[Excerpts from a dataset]
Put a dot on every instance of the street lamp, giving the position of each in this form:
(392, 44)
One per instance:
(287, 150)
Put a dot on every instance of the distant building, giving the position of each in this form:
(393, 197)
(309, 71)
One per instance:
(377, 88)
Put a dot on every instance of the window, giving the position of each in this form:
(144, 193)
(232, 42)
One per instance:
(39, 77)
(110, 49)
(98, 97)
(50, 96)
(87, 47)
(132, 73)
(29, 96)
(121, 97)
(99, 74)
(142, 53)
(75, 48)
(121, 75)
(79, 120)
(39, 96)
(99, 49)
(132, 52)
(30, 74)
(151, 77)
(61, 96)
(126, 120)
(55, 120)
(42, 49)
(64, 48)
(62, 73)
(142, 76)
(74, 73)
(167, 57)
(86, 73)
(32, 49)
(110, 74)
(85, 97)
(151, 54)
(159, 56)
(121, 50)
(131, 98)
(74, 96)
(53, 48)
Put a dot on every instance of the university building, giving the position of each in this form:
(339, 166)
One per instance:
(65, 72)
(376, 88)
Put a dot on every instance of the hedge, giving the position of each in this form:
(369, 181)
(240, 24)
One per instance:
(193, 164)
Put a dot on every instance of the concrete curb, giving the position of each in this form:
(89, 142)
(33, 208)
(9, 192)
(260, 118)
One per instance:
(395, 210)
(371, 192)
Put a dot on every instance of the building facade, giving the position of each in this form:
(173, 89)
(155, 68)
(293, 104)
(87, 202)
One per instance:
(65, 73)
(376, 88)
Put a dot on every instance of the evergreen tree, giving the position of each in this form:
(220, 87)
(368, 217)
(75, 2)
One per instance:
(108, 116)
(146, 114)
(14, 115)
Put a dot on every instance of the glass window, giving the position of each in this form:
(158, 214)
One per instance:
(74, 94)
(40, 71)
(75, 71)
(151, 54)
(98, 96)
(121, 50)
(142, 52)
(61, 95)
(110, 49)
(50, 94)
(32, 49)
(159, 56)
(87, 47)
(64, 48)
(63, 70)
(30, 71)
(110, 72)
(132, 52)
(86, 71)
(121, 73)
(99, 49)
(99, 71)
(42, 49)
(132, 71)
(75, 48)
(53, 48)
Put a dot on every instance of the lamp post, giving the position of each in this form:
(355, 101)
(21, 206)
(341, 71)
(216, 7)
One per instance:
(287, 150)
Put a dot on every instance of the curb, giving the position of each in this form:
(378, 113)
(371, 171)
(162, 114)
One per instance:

Activity. Retype all of the entries. Keep each one exactly as written.

Task output.
Put a dot on every instance of the street lamp, giving the position of each in this form:
(392, 44)
One per instance:
(287, 150)
Put a dot on every instance of the distant building, giving the position of each in this form:
(393, 197)
(309, 71)
One per instance:
(377, 88)
Put a dot on every instance of the window, giving the position of each in this form:
(144, 193)
(232, 42)
One per instance:
(39, 77)
(110, 49)
(98, 97)
(50, 96)
(87, 47)
(132, 73)
(29, 96)
(121, 97)
(99, 74)
(142, 53)
(75, 48)
(121, 75)
(79, 120)
(39, 96)
(99, 49)
(132, 52)
(30, 74)
(151, 77)
(61, 96)
(126, 120)
(55, 120)
(42, 49)
(64, 48)
(62, 73)
(142, 76)
(74, 73)
(167, 57)
(86, 73)
(32, 49)
(110, 74)
(85, 97)
(151, 54)
(159, 56)
(121, 50)
(131, 98)
(74, 96)
(53, 48)
Put a dot on every instance of the university building, giving the position of each in this form:
(339, 166)
One per instance:
(65, 72)
(376, 88)
Put a dot on every instance of the hedge, giving the position of each in this form:
(369, 181)
(240, 24)
One per instance:
(193, 164)
Put a dot on every instance of the concrete curb, giving the position of each in this form:
(89, 142)
(33, 208)
(9, 192)
(260, 118)
One per instance:
(395, 210)
(371, 192)
Put a dot on every instance of the building facade, giving the position of each in this form:
(173, 89)
(155, 68)
(293, 104)
(87, 202)
One per instance:
(65, 73)
(376, 88)
Put a dot on every instance of the evergreen tree, giving the position of each in this form:
(220, 87)
(368, 217)
(75, 2)
One per instance:
(108, 116)
(146, 114)
(14, 115)
Put a dot on every instance of the glass window, giving the position of each in this form:
(158, 214)
One per instance:
(74, 94)
(40, 71)
(75, 71)
(151, 54)
(98, 96)
(121, 50)
(142, 52)
(61, 95)
(110, 49)
(50, 94)
(32, 49)
(159, 56)
(87, 47)
(64, 48)
(63, 70)
(30, 71)
(110, 72)
(132, 52)
(86, 71)
(121, 73)
(99, 49)
(99, 71)
(42, 49)
(132, 71)
(75, 48)
(53, 48)
Put a dot on every instance of the lamp post, giving the position of each in this form:
(355, 101)
(21, 206)
(341, 71)
(216, 7)
One per instance:
(287, 150)
Put a dot on every instance of the curb, giving the position of each in this form:
(378, 113)
(371, 171)
(162, 114)
One per instance:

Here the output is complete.